[Your task]:
Copy every record exactly, and keep the pictures out.

[Excerpted data]:

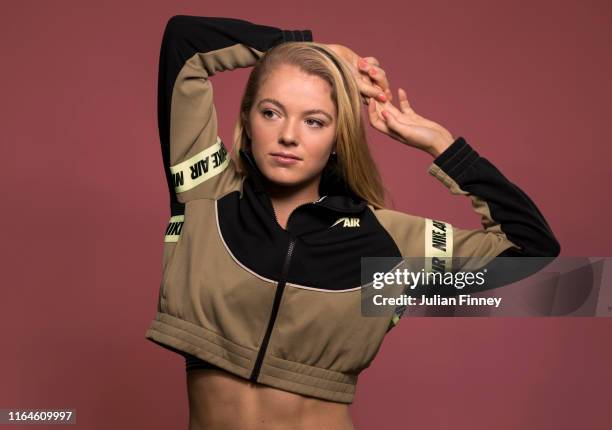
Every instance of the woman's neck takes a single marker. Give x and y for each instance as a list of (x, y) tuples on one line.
[(286, 198)]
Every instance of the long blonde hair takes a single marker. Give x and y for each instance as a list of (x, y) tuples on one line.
[(354, 163)]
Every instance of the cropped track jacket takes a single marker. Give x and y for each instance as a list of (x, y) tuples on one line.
[(281, 307)]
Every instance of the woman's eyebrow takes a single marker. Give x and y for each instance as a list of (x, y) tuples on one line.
[(308, 112)]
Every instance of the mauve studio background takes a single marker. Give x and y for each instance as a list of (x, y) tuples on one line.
[(85, 202)]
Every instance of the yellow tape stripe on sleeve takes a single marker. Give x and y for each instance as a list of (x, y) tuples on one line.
[(199, 168)]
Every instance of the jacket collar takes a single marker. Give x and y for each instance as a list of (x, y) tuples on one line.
[(336, 195)]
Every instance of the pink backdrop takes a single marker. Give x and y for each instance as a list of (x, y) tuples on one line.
[(85, 202)]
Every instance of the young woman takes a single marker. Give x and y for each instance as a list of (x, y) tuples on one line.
[(262, 256)]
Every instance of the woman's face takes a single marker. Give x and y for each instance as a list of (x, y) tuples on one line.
[(293, 116)]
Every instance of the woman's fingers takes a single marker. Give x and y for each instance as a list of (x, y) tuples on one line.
[(404, 103), (369, 68)]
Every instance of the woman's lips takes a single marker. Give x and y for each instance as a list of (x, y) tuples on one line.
[(285, 159)]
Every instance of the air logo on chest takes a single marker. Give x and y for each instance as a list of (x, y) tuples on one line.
[(347, 222)]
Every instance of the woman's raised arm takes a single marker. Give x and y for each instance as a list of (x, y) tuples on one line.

[Output below]:
Every instance of the woman's neck takes a single marker. Give x and y for each instance as a list of (x, y) tuples on one line.
[(286, 198)]
Every instance of the long blonde hair takes a single marker. Give x and y for each instance as a list of (x, y) tuples on one line.
[(354, 163)]
Every instance of the cropped track jacket takes a single marker. Give x and y for each instance as a list of (x, y) tuples on one line.
[(281, 307)]
Every instance of the woman's eyebrow takes a single marker. Give x and y for each instance as a list of (x, y) tuples on one line.
[(308, 112)]
Every instance of the mauve studio background takes a single marker. Give x and y for each instance as a list of (x, y) tuples on one line.
[(85, 202)]
Every instance of the yellow tape stripe on sleeve takes a single marker. Give x and y for each instance as a list of (x, y) tuples on one line.
[(199, 168)]
Every instance of the jacket collar takes a single marker. Give x and y for each instance as a list of (x, y) tuples on one line.
[(336, 195)]
Every instance of the pink backdrop takes a single marker. Give x and y for each instance as a list of (x, y) tuples on one line.
[(85, 202)]
Every instance of the young woman takes a single marker. Give x and y for each instance as a list of (x, y) tuples on one line.
[(262, 256)]
Every instance of the woman's face takes a single marker. Give x and y for each instance as a list of (x, y) tuples on one line.
[(293, 116)]
Every instance of the woman's fingers takes a single marker. Give x and y for each instance as a list of (x, y) tuples on one line.
[(404, 103), (369, 68)]
Every instance of the woman's lips takes a single marker. Give x and y for each instance as a list of (x, y) tuples on one line.
[(285, 159)]
Every instance of the air logo on chest takes a single marker. Give x and y for each instance as a list of (x, y) tuples on one line.
[(347, 222)]
Every instance of the woman's raised arm takes a single marker. Give x and y for each instance as a list of (x, y) tuples on one line.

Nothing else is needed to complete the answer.